[Point annotations for photos]

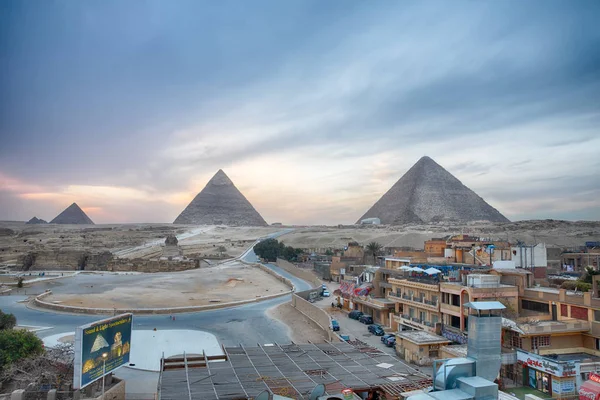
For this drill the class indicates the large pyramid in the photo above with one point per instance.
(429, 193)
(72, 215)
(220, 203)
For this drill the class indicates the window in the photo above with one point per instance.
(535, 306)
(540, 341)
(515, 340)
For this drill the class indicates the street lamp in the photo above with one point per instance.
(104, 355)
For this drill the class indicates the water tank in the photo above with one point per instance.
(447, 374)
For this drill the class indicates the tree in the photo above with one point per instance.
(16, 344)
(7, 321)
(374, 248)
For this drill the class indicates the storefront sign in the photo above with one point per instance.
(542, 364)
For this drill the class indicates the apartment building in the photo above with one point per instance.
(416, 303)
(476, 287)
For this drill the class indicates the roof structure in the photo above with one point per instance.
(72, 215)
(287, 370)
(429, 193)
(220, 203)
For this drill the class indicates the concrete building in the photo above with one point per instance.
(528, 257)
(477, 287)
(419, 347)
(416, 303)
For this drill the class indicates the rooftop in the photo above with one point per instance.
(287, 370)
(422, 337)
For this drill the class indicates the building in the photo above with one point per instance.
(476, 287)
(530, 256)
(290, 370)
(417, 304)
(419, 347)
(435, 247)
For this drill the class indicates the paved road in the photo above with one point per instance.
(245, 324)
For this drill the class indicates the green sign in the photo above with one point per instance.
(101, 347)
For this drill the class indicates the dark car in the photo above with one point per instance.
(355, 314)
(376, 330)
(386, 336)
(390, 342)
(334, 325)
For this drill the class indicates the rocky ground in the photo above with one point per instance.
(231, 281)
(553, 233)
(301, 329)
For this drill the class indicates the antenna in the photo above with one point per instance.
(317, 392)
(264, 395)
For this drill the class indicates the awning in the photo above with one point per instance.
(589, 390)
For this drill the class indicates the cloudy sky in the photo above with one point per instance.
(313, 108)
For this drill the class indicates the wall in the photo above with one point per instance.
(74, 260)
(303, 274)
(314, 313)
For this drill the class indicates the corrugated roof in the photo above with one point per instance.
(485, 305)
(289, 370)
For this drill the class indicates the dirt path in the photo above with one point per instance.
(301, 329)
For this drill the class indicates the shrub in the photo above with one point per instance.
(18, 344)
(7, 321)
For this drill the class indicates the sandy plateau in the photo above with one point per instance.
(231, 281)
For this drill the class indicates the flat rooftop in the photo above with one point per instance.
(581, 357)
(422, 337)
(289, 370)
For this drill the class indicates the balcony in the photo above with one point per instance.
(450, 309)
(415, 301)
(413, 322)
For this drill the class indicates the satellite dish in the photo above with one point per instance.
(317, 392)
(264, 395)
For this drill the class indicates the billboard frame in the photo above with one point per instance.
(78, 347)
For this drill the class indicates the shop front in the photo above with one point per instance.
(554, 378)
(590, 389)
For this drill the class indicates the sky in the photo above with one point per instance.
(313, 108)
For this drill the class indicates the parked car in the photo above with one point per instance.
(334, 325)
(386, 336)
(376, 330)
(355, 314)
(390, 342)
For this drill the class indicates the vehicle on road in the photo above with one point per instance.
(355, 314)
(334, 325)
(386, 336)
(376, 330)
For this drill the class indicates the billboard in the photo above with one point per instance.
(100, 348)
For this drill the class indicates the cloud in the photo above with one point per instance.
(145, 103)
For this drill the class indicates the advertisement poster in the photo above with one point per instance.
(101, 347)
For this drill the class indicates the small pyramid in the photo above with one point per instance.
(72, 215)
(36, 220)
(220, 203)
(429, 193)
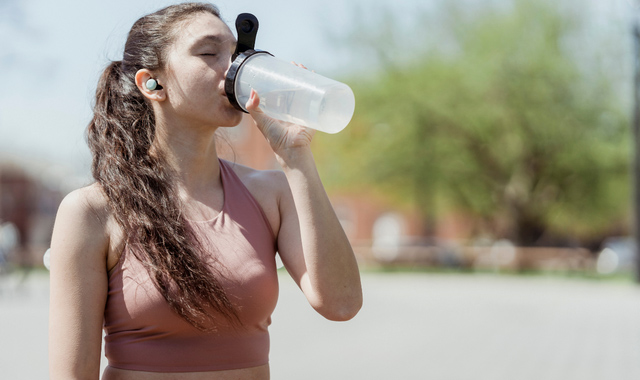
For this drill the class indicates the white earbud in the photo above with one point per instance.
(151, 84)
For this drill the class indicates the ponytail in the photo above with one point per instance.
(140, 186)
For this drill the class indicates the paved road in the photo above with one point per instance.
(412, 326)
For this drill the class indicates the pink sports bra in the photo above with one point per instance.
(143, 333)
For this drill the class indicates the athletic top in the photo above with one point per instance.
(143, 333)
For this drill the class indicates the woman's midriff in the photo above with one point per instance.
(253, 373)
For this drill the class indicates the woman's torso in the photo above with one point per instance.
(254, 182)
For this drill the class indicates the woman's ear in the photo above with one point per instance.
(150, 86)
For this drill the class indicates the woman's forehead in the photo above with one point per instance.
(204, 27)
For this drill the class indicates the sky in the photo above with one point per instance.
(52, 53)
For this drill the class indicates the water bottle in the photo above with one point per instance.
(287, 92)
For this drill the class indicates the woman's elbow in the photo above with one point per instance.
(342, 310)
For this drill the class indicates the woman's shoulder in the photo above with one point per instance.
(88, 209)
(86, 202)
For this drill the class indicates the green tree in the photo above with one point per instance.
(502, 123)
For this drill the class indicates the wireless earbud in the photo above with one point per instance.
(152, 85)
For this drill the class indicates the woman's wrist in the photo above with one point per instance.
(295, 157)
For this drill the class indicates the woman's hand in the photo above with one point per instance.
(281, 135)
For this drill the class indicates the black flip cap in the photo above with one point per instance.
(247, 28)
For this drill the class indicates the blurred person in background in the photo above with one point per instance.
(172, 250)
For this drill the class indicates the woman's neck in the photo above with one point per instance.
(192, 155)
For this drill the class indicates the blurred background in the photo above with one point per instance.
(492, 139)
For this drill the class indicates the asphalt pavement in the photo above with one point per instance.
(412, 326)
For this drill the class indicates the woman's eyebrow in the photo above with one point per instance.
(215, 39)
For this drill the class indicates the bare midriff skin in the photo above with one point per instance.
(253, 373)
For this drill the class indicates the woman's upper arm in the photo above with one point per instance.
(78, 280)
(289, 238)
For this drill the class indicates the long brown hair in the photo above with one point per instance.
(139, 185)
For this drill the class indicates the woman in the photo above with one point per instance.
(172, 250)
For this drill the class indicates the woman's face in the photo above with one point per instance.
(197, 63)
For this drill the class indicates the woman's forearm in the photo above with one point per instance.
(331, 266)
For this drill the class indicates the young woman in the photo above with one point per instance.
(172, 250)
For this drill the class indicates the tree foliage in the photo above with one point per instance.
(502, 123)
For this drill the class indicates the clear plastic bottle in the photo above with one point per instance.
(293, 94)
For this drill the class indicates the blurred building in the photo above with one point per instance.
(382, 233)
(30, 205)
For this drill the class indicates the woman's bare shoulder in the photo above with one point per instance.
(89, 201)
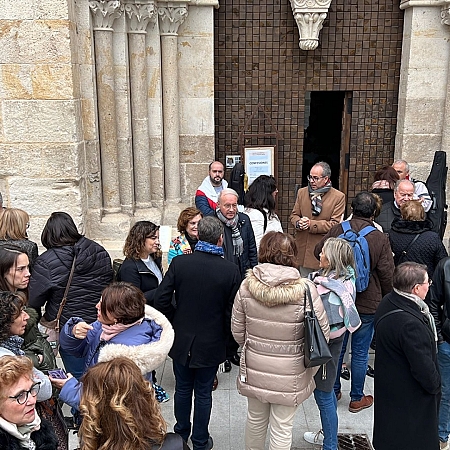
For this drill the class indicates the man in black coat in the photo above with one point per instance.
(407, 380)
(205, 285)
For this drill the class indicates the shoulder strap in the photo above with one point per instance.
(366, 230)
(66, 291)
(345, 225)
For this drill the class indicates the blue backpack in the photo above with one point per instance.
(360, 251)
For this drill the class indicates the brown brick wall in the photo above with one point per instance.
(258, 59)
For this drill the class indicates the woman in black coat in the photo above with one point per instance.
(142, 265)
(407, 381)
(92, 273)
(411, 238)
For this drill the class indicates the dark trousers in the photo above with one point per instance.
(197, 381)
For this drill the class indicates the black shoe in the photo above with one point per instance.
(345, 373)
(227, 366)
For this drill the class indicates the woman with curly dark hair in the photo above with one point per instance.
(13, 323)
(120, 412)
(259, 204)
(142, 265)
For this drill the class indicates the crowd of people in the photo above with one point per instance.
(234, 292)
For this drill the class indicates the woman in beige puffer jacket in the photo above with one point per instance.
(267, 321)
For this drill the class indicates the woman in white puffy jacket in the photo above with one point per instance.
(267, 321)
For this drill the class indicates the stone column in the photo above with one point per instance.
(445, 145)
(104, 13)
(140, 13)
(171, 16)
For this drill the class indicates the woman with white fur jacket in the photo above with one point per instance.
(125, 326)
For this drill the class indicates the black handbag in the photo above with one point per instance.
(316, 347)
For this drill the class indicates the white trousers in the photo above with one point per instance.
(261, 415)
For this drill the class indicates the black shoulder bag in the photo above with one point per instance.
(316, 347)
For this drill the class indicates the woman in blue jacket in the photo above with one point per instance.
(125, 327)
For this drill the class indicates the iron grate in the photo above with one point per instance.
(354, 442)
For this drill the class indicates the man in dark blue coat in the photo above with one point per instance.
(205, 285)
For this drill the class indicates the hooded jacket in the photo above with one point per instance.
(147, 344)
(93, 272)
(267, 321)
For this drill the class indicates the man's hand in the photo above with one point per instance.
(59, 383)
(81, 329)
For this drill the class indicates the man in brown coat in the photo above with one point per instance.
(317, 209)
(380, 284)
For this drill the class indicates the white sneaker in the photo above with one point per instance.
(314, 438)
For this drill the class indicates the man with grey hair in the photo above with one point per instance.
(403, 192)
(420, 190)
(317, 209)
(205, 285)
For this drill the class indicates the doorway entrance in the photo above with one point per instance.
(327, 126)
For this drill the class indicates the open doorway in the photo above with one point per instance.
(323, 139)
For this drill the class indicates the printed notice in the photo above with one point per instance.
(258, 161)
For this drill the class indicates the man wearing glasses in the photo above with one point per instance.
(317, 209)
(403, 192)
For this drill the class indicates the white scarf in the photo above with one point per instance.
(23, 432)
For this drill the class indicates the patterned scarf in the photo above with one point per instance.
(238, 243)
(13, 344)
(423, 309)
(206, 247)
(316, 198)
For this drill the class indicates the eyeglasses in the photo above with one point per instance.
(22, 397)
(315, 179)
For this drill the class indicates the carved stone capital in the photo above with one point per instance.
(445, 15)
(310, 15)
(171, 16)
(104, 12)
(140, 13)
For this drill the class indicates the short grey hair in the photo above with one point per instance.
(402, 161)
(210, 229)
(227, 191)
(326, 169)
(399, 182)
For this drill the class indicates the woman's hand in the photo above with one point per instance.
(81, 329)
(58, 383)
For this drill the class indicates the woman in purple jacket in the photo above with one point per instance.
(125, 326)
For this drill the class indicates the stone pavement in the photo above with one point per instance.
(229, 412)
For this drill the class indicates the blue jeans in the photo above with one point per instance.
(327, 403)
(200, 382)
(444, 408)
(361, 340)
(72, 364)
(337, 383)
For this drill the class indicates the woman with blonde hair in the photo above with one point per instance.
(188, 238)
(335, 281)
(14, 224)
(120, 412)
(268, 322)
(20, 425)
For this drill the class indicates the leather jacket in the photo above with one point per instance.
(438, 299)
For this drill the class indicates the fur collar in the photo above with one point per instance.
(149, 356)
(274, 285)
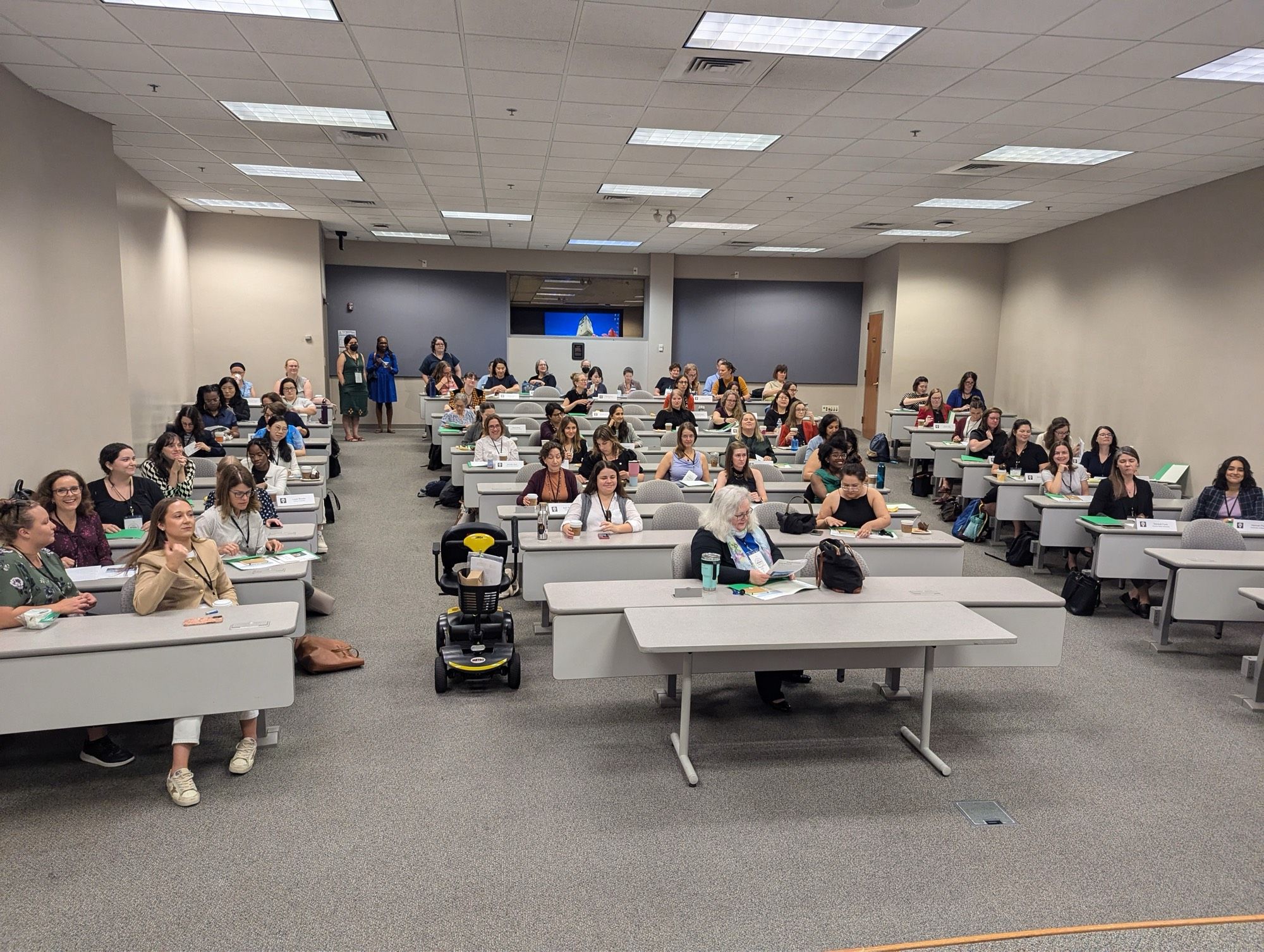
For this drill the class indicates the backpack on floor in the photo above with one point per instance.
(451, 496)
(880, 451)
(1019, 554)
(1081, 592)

> [What this task involves]:
In the data above, find the line with "For this drill the class indicates the carved" and repeat it and every line after it through the end, exactly; leave the pictures out.

> [Exercise result]:
For this drill the class indicates the carved stone capital in the photo above with one point per instance.
(445, 15)
(310, 15)
(171, 16)
(104, 12)
(140, 13)
For this drill the class indicates the short grey hair in the photo above with one point per instance.
(402, 161)
(210, 229)
(227, 191)
(326, 169)
(399, 182)
For this drill the class indicates the woman's hand in the photo above with one point per instance.
(81, 329)
(58, 383)
For this drill the class indicates the woman in purple jacket in the photo above with one point per instance.
(125, 326)
For this drill the class indicates the stone pavement in the photo above with one point per instance.
(229, 412)
For this drill the class indicates the blue jeans in the photo above with one point per instance.
(327, 403)
(200, 382)
(444, 408)
(361, 340)
(72, 364)
(337, 383)
For this drill the class indicates the woman with blonde hair in the photo above with one point per instance.
(188, 238)
(335, 281)
(14, 224)
(120, 412)
(268, 322)
(20, 425)
For this drill the class indicates the leather jacket in the photo above with one point per instance.
(438, 299)
For this drill the class indicates the fur collar in the photo above with one point per instance.
(149, 356)
(274, 285)
For this drill the class indicates the backpack on floor in the photo above with one point per instance.
(451, 496)
(880, 451)
(1019, 554)
(1081, 592)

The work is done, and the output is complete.